• [Data listing]:
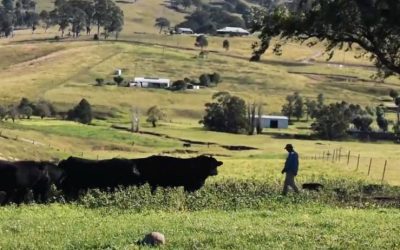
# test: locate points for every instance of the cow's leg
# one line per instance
(153, 189)
(7, 198)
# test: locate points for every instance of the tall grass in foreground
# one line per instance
(238, 195)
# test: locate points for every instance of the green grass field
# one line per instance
(248, 214)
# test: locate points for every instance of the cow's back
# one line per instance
(7, 176)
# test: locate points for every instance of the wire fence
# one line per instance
(384, 170)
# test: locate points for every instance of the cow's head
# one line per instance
(210, 164)
(55, 173)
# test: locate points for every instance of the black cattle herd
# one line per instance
(74, 175)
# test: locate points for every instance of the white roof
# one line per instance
(233, 30)
(277, 117)
(185, 29)
(150, 79)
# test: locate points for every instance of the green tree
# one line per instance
(43, 110)
(13, 112)
(333, 122)
(118, 80)
(226, 114)
(45, 18)
(3, 113)
(226, 44)
(380, 119)
(81, 113)
(8, 5)
(311, 108)
(162, 23)
(298, 111)
(154, 114)
(99, 81)
(397, 102)
(289, 106)
(215, 78)
(186, 4)
(372, 25)
(26, 111)
(115, 21)
(204, 80)
(363, 123)
(201, 41)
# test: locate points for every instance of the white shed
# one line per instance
(149, 82)
(233, 31)
(271, 121)
(184, 31)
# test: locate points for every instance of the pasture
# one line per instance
(241, 207)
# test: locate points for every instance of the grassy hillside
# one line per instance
(139, 16)
(241, 207)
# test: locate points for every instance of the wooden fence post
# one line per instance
(384, 171)
(348, 158)
(333, 155)
(358, 162)
(369, 168)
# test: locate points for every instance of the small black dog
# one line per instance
(313, 186)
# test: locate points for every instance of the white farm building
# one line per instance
(233, 31)
(271, 121)
(184, 31)
(149, 82)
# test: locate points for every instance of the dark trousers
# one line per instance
(289, 182)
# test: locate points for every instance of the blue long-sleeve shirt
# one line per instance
(292, 163)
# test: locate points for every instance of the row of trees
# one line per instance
(20, 13)
(231, 114)
(339, 24)
(209, 19)
(205, 80)
(331, 121)
(76, 15)
(25, 109)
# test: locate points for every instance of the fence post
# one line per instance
(369, 168)
(348, 158)
(358, 162)
(333, 155)
(384, 171)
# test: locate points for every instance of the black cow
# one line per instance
(17, 177)
(166, 171)
(82, 174)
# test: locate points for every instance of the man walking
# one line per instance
(291, 168)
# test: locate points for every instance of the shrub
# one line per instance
(204, 80)
(81, 113)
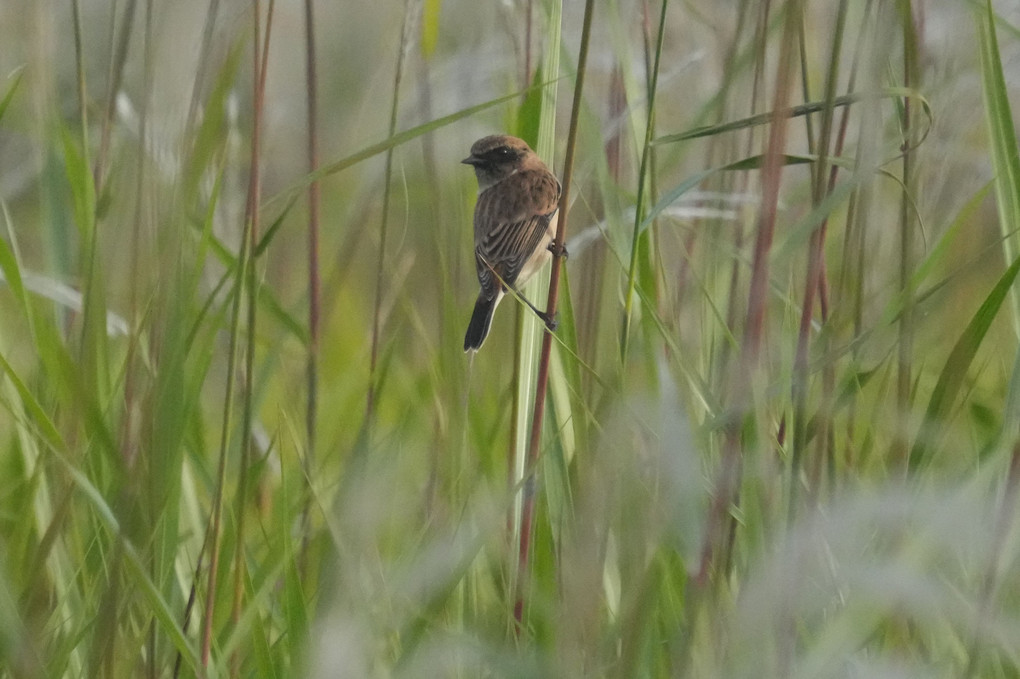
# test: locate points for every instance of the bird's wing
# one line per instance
(510, 220)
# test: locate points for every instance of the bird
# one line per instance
(514, 225)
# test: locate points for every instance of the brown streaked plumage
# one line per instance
(514, 223)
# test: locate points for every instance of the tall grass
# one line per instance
(239, 437)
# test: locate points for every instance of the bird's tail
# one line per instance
(480, 320)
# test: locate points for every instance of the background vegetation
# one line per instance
(239, 436)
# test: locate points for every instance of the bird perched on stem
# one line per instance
(514, 225)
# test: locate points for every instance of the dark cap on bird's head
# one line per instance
(497, 149)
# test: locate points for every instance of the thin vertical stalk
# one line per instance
(311, 90)
(245, 278)
(900, 453)
(260, 55)
(380, 262)
(813, 275)
(117, 60)
(83, 96)
(717, 533)
(646, 156)
(527, 510)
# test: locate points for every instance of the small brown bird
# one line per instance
(514, 224)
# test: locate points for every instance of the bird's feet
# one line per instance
(552, 320)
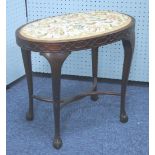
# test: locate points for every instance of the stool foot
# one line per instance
(123, 118)
(29, 116)
(57, 143)
(94, 97)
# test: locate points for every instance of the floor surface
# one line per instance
(87, 127)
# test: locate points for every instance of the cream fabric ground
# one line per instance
(75, 26)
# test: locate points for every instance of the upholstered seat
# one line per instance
(75, 26)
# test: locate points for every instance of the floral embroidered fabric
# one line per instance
(75, 26)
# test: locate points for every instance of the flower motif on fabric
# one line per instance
(75, 26)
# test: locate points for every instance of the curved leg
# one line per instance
(28, 70)
(56, 60)
(128, 53)
(94, 71)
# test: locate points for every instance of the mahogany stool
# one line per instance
(56, 37)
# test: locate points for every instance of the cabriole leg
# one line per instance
(128, 53)
(28, 70)
(56, 60)
(94, 71)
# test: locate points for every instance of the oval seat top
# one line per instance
(75, 26)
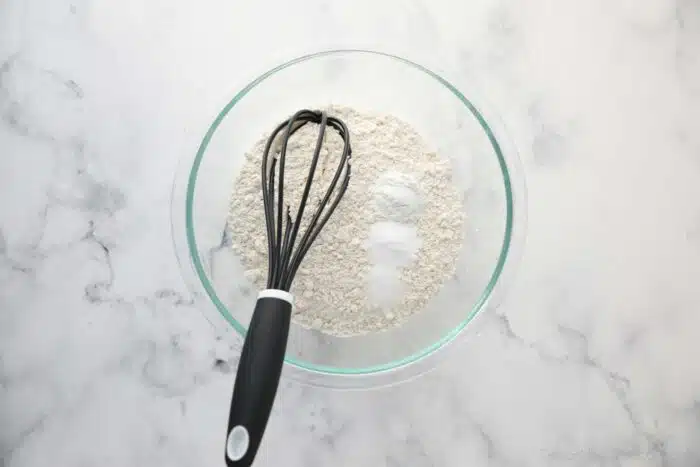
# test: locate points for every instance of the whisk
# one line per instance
(260, 365)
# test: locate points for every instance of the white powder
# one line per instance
(391, 243)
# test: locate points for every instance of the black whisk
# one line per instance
(261, 360)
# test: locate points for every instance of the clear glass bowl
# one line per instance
(485, 165)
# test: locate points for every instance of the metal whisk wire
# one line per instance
(283, 258)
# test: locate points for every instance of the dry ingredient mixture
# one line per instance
(390, 245)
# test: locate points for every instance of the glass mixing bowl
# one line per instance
(485, 167)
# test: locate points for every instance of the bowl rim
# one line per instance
(394, 365)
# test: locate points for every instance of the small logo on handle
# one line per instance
(237, 443)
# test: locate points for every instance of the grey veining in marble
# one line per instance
(590, 361)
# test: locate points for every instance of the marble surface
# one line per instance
(592, 358)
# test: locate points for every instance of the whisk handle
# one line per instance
(258, 376)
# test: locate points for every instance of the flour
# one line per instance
(392, 242)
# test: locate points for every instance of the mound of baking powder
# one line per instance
(390, 245)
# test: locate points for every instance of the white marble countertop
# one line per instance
(592, 359)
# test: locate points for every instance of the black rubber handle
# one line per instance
(257, 379)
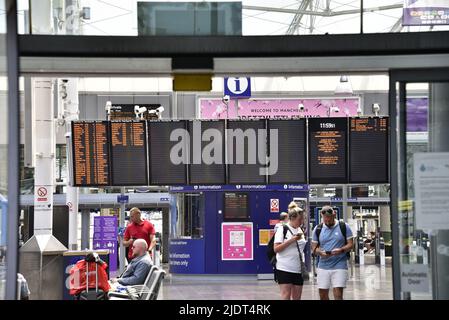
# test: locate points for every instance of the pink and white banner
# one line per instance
(215, 108)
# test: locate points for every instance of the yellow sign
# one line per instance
(192, 82)
(265, 236)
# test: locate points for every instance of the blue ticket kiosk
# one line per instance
(224, 229)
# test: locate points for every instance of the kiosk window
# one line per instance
(236, 207)
(190, 215)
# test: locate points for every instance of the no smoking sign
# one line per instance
(42, 192)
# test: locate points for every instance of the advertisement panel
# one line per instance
(237, 241)
(215, 108)
(425, 12)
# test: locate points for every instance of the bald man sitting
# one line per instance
(138, 268)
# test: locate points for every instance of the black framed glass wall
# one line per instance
(420, 184)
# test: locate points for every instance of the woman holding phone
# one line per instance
(289, 243)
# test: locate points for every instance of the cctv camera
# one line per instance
(226, 99)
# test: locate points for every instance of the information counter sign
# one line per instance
(105, 237)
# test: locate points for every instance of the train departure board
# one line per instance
(236, 206)
(327, 150)
(244, 147)
(207, 163)
(128, 153)
(168, 159)
(291, 150)
(368, 150)
(90, 153)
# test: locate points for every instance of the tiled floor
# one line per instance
(369, 282)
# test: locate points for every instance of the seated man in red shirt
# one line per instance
(138, 229)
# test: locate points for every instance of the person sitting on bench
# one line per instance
(137, 270)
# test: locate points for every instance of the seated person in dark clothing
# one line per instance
(137, 270)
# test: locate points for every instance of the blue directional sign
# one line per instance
(237, 87)
(122, 199)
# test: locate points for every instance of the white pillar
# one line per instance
(41, 16)
(42, 98)
(68, 91)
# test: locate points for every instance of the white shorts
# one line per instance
(332, 278)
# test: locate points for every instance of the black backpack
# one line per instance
(271, 255)
(342, 225)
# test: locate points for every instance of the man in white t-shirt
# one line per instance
(289, 248)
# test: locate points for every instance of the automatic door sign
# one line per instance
(274, 205)
(415, 278)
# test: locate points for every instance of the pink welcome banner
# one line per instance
(237, 241)
(278, 108)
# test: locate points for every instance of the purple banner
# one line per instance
(417, 114)
(105, 237)
(279, 108)
(425, 12)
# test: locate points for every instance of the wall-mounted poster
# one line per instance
(264, 236)
(237, 241)
(285, 108)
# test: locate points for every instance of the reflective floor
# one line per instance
(369, 282)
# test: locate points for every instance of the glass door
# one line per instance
(419, 110)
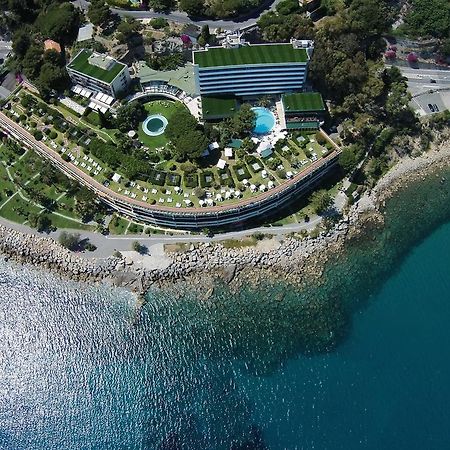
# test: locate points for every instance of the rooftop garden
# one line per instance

• [TASK OBJECTIVE]: Copy, without the pictures, exactly the lines from the line with "# test: locate points for every instance of the black backpack" through the end of the material above, both ends included.

• [ANSWER]:
# test: locate points for every instance of the black backpack
# one line per instance
(271, 255)
(342, 225)
# test: locate points for every instance of the man in white t-shirt
# one line per instance
(289, 248)
# test: locate points for every instance of the automatic door sign
# one line per instance
(274, 205)
(415, 278)
# test: locate points for every instance of the pink welcome banner
# one line per instance
(237, 241)
(278, 108)
# test: locate points for every instance of the purple banner
# one line per instance
(417, 114)
(105, 237)
(279, 108)
(425, 12)
# test: locate points for every instance of the wall-mounted poster
# one line per instance
(264, 236)
(237, 241)
(285, 108)
# test: locate points for every instance of the reflective floor
# one line per instance
(369, 282)
# test: locate points for every instance of the glass door
# one line per instance
(419, 110)
# test: locate points for every instance of the rooftop garden
# one line per instance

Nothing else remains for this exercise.